**Texte proposé**
--------------------------------

La première paire de pointes est un moment sacré. Elle concrétise la maîtrise et la maturité de la technique. Rien n'est plus gratifiant que de les enfiler.
Cependant, la première répétition tant attendue peut virer au cauchemar. Le ruban craque, l'élastique ne maintient pas le chausson et ce dernier se convertit en un douloureux sabot peu malléable et disgracieux. On se presse alors de plier la semelle et d'écraser l'empeigne pour remonter dessus au plus vite. Les pas s'enchaînent et les pieds font moins souffrir. Mais les chaussons n'ont plus l'éclat ni la beauté du premier jour. Ils ne soutiennent plus les pieds, ils dégradent la danse et affaissent le moral.
Le rêve aura peu duré. C'est toute la particularité de la pointe. Sa durée de vie dépend certes de sa qualité mais aussi de son entretien et surtout du pied qui la chausse. Tel un ballet, tissons à travers les actes une préparation et un entretien des pointes.
Le prologue - La préparation des pointes
Le prélude à la maîtrise des pointes est la couture. Une entrée en matière souvent reléguée à nos mères, voire à la boutique de retouches du quartier...
Où placer ses rubans ?
L'arrière du chausson ou le tissu sont repliés à l'intérieur du chausson. L'emplacement des rubans se situe au niveau de la pliure, de part et d'autre.
Les points de couture sont petits et forment un carré sur l'extrémité du ruban ainsi qu'à l'intérieur du chausson.
Pour les amateurs de la machine à coudre, utilisez le point couture ou le point zigzag. Cependant la couture ne doit pas empêcher au cordon de serrage de coulisser.
Et l'élastique ?
L'apport d'élastiques est nécessaire pour le maintien du chausson. Ils sont généralement situés à l'arrière du chausson et s'enroulent autour de la cheville. Ils peuvent aussi être cousus en croix comme sur les 1/2 pointes. Les points de couture peuvent être fait à l'extérieur du chausson pour éviter tout risque de frottement. Pour les danseuses qui ne souhaitent pas de rubans, les chaussons peuvent être uniquement maintenus par des élastiques. Prévoyez des élastiques d'une largeur conséquente cousus en croix et un troisième enroulant la cheville.

--------------------------------

**Consignes de travail**
1 > D'après le texte sur les pointes, pourquoi les points de couture des élastiques peuvent-ils être faits à l'extérieur du chausson ? Répondez en une à trois phrases.
2 > Recopiez fidèlement, dans le texte sur les pointes, la partie qui s'ouvre sur les mots contenant « Le prologue - La » et se clôt sur « retouches du quartier... ».
Répondez en vous appuyant uniquement sur le texte sur les pointes.

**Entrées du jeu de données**
--------------------------------

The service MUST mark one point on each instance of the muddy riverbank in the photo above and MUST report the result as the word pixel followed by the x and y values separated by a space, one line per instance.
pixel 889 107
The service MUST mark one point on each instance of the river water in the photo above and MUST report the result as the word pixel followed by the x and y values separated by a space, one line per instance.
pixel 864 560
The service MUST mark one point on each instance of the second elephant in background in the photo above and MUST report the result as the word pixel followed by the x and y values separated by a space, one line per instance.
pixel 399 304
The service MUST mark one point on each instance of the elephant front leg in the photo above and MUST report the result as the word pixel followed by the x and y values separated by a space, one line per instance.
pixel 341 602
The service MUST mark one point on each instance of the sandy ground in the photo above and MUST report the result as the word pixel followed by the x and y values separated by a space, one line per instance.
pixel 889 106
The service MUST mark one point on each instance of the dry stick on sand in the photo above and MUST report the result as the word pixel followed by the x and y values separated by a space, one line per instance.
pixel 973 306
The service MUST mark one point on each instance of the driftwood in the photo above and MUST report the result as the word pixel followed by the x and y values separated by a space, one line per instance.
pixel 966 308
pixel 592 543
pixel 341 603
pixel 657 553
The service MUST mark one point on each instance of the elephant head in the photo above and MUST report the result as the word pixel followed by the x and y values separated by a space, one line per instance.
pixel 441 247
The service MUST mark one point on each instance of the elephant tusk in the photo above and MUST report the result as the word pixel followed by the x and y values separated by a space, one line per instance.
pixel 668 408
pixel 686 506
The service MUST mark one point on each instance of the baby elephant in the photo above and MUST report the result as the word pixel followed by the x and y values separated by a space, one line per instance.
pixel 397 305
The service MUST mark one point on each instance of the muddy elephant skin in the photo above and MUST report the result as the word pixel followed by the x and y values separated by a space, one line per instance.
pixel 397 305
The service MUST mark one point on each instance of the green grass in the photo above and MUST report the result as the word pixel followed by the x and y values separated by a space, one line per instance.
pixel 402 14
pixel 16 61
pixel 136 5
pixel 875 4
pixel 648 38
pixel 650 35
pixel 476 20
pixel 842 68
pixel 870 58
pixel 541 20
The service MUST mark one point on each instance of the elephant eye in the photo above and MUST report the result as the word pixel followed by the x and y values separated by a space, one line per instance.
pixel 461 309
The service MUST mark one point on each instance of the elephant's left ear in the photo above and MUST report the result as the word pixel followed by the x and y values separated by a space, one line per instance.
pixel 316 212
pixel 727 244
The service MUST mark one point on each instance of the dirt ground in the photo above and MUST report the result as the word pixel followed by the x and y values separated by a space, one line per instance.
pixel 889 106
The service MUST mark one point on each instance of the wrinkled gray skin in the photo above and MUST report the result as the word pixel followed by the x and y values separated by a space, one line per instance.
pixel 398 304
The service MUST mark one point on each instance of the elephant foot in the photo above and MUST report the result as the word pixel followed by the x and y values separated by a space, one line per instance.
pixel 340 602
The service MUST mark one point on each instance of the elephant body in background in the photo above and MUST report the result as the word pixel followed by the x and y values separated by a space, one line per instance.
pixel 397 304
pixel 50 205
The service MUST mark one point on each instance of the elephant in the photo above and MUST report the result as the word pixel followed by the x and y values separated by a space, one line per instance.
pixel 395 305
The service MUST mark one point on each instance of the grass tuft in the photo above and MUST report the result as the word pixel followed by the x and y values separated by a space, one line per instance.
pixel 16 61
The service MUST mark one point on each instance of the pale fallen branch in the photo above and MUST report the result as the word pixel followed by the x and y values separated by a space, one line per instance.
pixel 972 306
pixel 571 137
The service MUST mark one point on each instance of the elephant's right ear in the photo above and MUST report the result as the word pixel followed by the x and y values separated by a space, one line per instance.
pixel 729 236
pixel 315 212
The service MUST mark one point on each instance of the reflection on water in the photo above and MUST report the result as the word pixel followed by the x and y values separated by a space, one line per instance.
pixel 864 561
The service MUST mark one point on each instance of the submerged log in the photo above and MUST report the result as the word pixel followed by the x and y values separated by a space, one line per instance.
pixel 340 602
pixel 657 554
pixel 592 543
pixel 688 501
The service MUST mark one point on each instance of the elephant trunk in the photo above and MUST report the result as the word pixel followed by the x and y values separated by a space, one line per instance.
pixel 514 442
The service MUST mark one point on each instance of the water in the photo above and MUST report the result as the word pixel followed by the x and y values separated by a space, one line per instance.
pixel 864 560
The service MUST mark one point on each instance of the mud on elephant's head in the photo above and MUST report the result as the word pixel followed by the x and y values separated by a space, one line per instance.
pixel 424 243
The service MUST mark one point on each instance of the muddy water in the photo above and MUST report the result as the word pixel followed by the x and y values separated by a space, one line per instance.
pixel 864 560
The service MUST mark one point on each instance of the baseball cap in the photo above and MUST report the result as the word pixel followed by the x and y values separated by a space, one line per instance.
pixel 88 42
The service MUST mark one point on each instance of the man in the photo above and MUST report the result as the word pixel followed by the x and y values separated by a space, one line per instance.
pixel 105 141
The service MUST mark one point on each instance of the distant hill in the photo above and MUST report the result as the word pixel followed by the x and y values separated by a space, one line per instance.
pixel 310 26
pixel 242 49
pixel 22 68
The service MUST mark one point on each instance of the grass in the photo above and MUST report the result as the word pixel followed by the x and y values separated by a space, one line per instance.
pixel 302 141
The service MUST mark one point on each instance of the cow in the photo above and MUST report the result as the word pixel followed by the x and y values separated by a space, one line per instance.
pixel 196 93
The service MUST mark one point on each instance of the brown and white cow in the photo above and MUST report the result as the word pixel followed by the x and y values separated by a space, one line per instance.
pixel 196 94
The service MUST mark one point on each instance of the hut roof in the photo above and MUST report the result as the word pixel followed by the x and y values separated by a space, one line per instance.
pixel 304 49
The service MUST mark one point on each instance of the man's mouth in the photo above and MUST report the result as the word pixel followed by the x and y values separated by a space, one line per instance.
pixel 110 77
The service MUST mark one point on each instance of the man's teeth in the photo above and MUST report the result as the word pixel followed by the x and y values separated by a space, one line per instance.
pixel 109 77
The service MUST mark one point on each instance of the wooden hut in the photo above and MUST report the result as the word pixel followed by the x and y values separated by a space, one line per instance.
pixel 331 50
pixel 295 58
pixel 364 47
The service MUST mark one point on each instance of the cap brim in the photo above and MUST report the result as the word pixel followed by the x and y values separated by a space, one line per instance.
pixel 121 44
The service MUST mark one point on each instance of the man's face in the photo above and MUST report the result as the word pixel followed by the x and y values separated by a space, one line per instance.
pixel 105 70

--------------------------------

**Résultats obtenus**
1 > Les points de couture des élastiques peuvent être faits à l'extérieur du chausson afin d'éviter tout risque de frottement.

2 >
Le prologue - La préparation des pointes
Le prélude à la maîtrise des pointes est la couture. Une entrée en matière souvent reléguée à nos mères, voire à la boutique de retouches du quartier...